» PARTS OF THE EXERCISE:
[1] In the 1954 Marshall football team text, in which city and state did the team play its home games?
[2] Reproduce a passage from the 1954 Marshall football team text: begin at the words "American college football" and stop after the words "Huntington, West Virginia.".
[3] List every field label in the summary list at the top of the 1954 Marshall football team text.

- Conference: Mid-American Conference
- Record: 4–5 (2–5 MAC)
- Head coach: Herb Royer (2nd season);
- Captains: Henry Hinte; Albie Maier;
- Home stadium: Fairfield Stadium

= 1954 Marshall Thundering Herd football team =

American college football season

The 1954 Marshall Thundering Herd football team was an American football team that represented Marshall University in the Mid-American Conference (MAC) during the 1954 college football season. In its second season under head coach Herb Royer, the team compiled a 4–5 record (2–5 against conference opponents) and was outscored by a total of 214 to 203. Henry Hinte and Albie Maier were the team captains. The team played its home games at Fairfield Stadium in Huntington, West Virginia.

[Saved data entries]

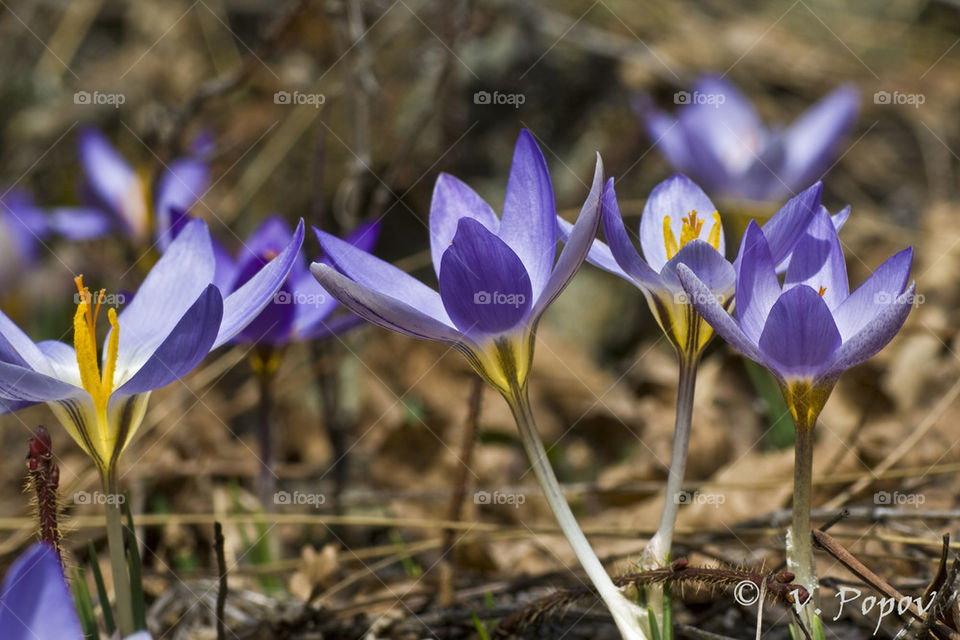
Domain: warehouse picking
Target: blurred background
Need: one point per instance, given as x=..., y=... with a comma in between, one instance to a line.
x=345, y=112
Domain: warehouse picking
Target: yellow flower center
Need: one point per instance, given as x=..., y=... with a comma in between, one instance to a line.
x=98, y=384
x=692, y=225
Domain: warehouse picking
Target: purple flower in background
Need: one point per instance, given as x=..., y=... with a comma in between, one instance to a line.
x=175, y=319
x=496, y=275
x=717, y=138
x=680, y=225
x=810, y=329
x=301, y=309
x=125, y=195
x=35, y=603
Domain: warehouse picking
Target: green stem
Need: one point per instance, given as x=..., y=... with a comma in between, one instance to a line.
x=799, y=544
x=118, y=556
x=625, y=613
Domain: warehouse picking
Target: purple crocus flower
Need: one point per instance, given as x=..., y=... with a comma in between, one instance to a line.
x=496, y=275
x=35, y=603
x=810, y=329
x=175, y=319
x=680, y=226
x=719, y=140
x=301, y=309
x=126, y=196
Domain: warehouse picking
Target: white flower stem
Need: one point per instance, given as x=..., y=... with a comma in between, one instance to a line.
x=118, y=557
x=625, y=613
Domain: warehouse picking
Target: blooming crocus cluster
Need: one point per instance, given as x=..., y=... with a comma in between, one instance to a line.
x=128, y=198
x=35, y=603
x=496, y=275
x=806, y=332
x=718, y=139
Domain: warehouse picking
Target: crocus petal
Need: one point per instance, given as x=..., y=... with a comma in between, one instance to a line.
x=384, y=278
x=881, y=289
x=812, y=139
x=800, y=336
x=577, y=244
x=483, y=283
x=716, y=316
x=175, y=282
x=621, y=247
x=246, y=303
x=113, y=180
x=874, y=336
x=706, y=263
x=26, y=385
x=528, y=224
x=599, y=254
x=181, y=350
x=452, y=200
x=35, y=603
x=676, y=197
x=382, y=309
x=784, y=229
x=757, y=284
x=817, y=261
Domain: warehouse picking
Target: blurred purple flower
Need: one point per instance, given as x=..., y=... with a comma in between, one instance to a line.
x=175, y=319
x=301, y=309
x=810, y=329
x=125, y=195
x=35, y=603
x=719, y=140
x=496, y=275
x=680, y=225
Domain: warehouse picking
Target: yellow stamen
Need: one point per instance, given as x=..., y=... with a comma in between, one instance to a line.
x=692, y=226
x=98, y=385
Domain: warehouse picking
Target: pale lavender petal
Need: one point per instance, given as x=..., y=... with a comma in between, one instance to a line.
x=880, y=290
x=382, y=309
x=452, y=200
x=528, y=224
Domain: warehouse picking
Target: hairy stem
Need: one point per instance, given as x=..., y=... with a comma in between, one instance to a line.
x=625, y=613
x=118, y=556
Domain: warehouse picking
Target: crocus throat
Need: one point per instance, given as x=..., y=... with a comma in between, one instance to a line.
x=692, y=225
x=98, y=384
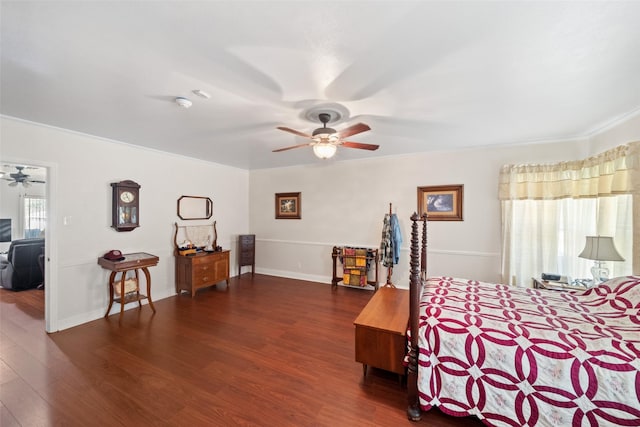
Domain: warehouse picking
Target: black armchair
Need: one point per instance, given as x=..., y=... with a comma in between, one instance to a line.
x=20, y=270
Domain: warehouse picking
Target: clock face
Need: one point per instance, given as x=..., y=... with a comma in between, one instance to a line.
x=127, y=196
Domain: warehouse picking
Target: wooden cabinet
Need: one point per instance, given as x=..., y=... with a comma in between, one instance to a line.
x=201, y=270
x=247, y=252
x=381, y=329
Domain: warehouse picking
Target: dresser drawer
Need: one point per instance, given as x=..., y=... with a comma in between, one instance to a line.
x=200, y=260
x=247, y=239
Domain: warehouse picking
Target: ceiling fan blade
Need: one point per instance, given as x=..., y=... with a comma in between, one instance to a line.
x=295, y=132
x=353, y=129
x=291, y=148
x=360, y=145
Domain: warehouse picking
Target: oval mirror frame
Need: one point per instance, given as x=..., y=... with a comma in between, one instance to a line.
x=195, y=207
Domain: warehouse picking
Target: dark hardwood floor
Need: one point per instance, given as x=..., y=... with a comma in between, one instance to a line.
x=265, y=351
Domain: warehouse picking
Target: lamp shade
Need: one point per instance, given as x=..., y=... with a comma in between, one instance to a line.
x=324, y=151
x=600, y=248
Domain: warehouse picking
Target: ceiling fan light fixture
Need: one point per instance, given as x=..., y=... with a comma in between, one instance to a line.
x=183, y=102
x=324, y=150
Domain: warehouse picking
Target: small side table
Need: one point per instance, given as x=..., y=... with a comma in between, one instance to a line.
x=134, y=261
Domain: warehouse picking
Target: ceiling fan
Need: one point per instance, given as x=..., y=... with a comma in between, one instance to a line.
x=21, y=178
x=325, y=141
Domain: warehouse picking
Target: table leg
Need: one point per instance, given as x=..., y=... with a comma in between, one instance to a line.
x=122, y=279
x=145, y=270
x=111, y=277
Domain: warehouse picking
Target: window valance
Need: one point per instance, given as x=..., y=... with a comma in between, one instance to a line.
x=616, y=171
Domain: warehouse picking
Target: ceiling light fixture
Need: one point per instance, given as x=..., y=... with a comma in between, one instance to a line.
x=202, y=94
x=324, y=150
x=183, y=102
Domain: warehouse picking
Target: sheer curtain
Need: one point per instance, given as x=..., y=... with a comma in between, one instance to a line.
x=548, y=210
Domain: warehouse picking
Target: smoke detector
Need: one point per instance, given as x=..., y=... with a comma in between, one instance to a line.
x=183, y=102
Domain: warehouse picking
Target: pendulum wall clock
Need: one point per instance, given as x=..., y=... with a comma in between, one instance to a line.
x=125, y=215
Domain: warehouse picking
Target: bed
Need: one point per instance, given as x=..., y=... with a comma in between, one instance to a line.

» SOLUTIONS TO THE PROBLEMS:
[1] Huntington, West Virginia.

[2]
American college football season

The 1954 Marshall Thundering Herd football team was an American football team that represented Marshall University in the Mid-American Conference (MAC) during the 1954 college football season. In its second season under head coach Herb Royer, the team compiled a 4–5 record (2–5 against conference opponents) and was outscored by a total of 214 to 203. Henry Hinte and Albie Maier were the team captains. The team played its home games at Fairfield Stadium in Huntington, West Virginia.

[3] Conference, Record, Head coach, Captains, Home stadium